> SOURCE MATERIAL
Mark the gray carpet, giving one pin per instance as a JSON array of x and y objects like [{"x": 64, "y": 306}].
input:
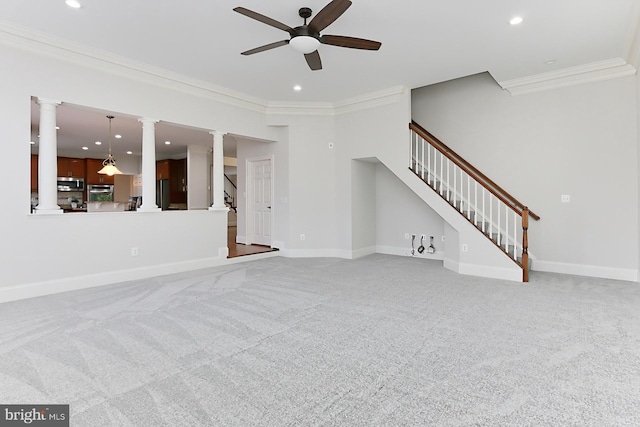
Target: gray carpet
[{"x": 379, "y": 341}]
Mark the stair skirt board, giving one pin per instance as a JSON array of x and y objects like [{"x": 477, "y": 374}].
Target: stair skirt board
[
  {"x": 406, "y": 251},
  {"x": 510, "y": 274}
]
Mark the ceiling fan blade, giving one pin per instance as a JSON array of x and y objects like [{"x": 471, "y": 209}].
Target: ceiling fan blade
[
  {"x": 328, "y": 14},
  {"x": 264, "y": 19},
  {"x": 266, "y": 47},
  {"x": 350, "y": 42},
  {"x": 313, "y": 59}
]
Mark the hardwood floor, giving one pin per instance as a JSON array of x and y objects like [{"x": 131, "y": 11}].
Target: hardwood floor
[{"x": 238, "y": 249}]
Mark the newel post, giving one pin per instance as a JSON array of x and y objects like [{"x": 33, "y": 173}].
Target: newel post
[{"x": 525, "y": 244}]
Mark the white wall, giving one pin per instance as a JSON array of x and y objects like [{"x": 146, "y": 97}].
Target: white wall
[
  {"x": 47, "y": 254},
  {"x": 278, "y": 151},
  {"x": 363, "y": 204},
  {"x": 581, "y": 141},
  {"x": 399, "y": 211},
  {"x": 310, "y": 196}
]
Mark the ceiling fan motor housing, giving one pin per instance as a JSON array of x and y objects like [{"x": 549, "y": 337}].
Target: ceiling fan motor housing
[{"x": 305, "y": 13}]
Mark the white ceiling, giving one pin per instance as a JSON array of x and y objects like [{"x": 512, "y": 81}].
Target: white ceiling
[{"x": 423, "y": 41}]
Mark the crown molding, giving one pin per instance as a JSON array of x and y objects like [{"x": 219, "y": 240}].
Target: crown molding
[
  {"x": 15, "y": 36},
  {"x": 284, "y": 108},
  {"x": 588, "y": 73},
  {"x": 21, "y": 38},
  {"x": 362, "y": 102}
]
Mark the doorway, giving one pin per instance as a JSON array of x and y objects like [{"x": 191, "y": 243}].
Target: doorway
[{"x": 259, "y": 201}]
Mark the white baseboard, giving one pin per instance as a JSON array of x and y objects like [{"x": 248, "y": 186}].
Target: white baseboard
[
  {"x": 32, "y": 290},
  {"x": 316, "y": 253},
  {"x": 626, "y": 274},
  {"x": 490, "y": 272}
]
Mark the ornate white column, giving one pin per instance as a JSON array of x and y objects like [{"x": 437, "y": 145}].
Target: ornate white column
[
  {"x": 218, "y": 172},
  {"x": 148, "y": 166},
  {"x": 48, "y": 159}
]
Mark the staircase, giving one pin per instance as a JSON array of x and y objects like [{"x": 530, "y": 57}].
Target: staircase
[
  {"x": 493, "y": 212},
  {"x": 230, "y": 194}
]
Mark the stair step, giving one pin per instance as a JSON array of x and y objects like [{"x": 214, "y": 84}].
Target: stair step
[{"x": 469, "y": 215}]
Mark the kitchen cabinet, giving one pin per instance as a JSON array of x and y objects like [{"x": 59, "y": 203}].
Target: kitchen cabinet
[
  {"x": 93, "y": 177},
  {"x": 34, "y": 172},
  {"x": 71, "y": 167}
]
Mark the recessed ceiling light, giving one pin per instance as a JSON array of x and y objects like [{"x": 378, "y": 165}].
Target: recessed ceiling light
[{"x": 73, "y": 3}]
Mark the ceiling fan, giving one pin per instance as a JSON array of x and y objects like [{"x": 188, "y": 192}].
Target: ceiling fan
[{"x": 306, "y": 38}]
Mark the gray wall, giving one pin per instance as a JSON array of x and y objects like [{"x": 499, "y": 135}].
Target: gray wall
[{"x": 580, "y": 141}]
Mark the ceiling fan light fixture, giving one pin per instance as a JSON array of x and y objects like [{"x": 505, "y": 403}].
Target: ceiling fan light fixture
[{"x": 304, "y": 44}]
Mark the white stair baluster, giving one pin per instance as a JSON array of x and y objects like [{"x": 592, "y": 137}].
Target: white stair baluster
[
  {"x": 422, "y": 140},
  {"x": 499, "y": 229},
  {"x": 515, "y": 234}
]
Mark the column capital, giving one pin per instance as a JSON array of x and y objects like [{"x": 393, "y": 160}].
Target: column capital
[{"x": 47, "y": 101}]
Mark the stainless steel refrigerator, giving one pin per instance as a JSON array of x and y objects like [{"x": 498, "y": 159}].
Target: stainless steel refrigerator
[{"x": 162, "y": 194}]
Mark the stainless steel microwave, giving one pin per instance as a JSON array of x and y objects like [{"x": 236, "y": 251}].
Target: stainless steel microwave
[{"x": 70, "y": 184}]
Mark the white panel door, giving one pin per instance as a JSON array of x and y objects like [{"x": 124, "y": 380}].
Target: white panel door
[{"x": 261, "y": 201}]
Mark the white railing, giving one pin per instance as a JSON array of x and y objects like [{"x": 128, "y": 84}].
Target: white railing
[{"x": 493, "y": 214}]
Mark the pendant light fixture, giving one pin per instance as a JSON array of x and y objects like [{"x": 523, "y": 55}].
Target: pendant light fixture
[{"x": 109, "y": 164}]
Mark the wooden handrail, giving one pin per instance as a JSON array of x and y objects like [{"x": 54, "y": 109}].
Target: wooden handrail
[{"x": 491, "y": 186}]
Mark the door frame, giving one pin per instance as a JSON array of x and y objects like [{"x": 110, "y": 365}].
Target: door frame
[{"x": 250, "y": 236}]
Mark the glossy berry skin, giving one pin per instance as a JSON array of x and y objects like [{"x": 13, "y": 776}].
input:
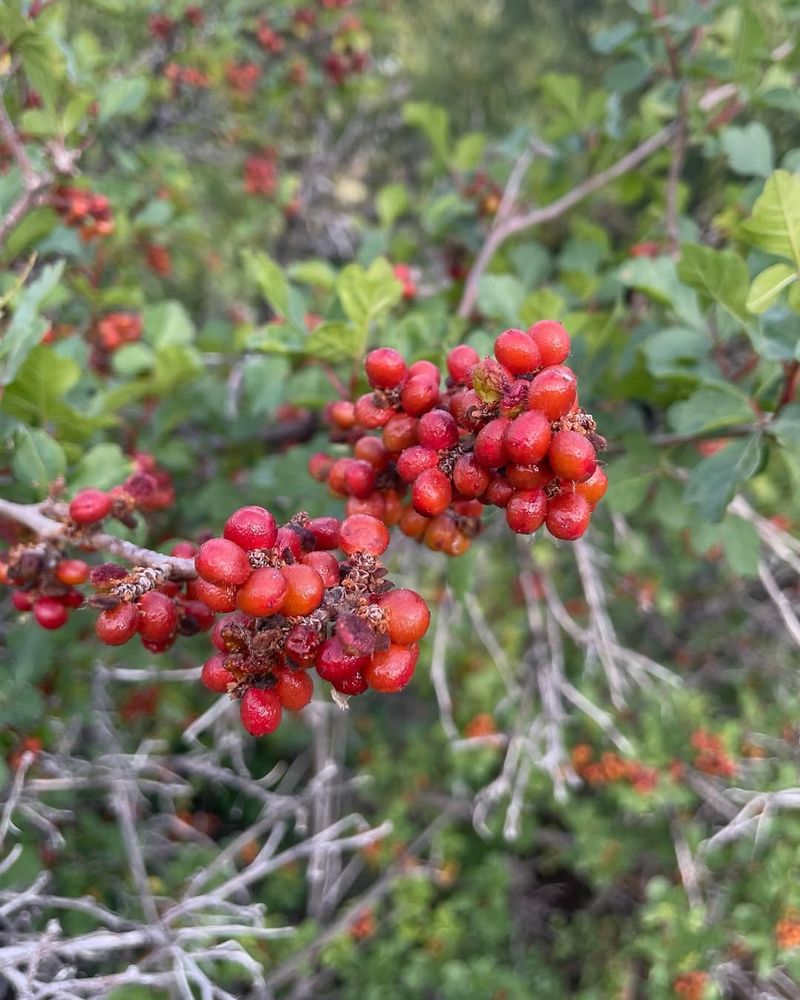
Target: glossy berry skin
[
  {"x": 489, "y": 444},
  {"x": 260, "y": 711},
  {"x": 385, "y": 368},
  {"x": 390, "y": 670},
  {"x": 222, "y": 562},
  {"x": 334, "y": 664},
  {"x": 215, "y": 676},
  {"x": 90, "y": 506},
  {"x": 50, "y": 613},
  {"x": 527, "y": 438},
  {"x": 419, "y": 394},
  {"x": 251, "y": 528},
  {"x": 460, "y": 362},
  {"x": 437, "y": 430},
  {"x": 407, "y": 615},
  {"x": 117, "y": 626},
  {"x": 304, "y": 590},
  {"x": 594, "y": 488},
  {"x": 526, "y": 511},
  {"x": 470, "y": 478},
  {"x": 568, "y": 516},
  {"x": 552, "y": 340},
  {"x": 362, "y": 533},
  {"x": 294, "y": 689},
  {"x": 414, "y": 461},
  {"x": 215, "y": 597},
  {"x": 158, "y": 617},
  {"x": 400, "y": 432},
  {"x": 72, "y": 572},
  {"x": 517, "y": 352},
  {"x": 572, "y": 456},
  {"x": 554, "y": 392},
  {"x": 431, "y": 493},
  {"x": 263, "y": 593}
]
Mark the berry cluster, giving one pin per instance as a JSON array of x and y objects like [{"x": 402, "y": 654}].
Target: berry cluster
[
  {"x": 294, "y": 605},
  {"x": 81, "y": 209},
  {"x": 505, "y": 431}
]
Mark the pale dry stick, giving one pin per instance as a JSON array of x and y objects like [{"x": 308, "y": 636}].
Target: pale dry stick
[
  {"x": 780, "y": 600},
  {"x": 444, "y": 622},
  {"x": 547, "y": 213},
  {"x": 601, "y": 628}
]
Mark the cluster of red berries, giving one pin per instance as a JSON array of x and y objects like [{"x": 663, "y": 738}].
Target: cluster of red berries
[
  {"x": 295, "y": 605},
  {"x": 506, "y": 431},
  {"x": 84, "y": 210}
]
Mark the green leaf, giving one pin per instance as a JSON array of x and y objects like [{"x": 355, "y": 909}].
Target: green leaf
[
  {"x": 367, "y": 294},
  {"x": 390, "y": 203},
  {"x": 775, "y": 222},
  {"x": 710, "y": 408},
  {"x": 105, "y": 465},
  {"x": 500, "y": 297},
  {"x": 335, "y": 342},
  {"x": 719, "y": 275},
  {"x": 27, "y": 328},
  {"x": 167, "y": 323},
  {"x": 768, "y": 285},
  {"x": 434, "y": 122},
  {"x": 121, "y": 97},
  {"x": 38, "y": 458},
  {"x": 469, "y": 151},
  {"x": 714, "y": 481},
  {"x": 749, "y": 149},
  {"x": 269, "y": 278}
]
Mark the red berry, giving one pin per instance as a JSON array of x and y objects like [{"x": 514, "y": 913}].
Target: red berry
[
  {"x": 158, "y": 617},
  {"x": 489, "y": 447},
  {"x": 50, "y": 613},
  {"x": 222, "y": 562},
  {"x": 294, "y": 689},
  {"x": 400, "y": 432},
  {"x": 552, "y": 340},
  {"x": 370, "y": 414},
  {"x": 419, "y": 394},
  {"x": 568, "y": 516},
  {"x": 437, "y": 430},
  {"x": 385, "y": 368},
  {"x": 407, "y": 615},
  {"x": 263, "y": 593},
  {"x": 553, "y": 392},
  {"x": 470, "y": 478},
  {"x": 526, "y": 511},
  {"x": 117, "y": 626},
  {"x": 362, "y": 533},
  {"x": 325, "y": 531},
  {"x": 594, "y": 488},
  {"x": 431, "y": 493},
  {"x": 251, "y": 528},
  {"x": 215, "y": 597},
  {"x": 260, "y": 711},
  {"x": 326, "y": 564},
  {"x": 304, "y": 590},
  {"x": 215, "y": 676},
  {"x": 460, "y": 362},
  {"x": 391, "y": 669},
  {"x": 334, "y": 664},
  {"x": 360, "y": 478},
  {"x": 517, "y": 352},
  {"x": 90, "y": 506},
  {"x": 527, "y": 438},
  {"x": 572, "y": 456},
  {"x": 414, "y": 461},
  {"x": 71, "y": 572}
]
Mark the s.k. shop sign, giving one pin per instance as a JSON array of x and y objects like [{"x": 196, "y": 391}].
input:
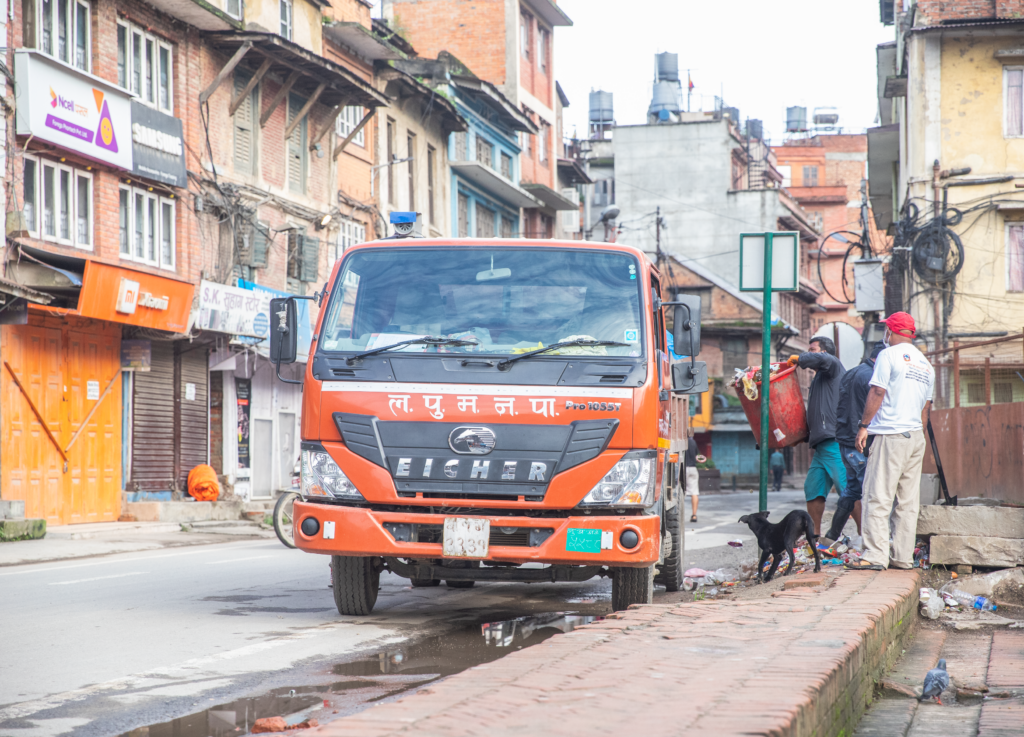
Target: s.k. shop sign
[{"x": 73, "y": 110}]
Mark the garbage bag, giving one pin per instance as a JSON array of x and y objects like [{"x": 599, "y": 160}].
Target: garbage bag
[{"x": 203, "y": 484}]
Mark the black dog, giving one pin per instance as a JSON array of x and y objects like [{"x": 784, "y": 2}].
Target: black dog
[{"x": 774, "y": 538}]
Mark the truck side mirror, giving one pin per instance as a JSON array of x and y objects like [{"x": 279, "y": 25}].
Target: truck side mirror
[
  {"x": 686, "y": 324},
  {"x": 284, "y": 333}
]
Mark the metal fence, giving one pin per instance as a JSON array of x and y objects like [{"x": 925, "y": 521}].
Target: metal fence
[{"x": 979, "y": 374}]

> WHAT YOU HAVE TO DO
Convert the entries above into a JSON list of strings with one string per line and no blank lines. Begin at the line that contains "Mark the metal", and stop after the final line of the entries.

> RESULT FOR THIS EXERCISE
[
  "Mark the metal fence, giving one pin per instance as a JSON array of x and y objects like [{\"x\": 925, \"y\": 521}].",
  "Target: metal fence",
  "[{\"x\": 979, \"y\": 374}]"
]